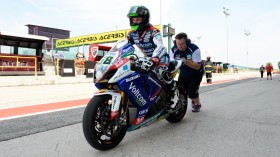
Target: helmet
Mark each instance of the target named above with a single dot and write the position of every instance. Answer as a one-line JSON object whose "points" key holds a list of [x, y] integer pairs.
{"points": [[139, 11]]}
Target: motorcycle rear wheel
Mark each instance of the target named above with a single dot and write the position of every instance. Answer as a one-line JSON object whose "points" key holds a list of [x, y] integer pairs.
{"points": [[179, 115], [92, 125]]}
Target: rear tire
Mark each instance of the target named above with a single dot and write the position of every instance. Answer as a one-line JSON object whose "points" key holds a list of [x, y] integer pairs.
{"points": [[93, 131], [179, 115]]}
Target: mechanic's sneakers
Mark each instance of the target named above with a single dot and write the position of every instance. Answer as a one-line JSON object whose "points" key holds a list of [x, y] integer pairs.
{"points": [[174, 98], [196, 108], [193, 104]]}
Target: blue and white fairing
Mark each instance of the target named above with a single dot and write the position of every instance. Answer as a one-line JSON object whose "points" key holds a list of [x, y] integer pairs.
{"points": [[142, 90]]}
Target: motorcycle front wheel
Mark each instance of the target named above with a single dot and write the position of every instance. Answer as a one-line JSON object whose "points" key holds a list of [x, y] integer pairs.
{"points": [[100, 131]]}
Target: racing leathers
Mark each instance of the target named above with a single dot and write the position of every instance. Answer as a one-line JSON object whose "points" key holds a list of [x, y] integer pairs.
{"points": [[150, 43], [208, 70]]}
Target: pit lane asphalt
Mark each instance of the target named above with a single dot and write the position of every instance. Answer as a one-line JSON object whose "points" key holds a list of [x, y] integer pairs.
{"points": [[24, 126]]}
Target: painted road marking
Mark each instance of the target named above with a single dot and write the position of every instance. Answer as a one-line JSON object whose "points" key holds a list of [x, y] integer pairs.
{"points": [[42, 108], [23, 111]]}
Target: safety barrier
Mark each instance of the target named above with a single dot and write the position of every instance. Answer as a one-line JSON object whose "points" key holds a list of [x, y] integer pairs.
{"points": [[17, 64]]}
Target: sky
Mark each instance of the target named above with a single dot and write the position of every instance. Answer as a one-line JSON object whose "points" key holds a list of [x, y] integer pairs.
{"points": [[221, 37]]}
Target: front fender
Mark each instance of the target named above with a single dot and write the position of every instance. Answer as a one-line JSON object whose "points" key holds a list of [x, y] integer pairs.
{"points": [[116, 100]]}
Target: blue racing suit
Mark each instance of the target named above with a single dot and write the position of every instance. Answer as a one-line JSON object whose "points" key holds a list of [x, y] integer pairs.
{"points": [[150, 43]]}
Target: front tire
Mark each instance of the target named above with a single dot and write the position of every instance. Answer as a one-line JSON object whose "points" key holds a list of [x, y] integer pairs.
{"points": [[96, 123]]}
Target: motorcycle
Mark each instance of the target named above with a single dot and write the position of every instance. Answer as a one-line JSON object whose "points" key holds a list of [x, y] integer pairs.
{"points": [[128, 98]]}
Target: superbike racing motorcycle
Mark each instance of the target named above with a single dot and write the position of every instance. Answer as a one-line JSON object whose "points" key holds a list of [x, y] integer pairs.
{"points": [[128, 98]]}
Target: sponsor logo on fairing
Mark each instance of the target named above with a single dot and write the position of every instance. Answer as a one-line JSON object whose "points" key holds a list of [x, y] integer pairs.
{"points": [[137, 94], [132, 78], [155, 82]]}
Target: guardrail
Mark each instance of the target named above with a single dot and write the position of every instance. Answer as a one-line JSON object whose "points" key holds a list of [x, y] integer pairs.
{"points": [[18, 64]]}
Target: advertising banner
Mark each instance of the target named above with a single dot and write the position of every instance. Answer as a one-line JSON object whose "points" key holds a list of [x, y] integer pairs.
{"points": [[106, 37]]}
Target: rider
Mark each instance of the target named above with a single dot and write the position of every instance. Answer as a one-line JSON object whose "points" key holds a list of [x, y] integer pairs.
{"points": [[148, 39], [208, 69]]}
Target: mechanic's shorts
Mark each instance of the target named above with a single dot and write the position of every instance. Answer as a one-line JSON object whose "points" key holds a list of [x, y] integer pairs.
{"points": [[191, 85]]}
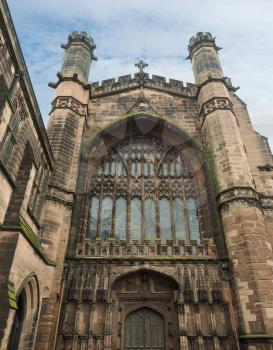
····················
▶ Stated exercise
Return every line of the records that contains the string "motorcycle", matching case exactly.

▶ Expected output
Target: motorcycle rear wheel
Target: motorcycle front wheel
Target: motorcycle
Target: superbike racing motorcycle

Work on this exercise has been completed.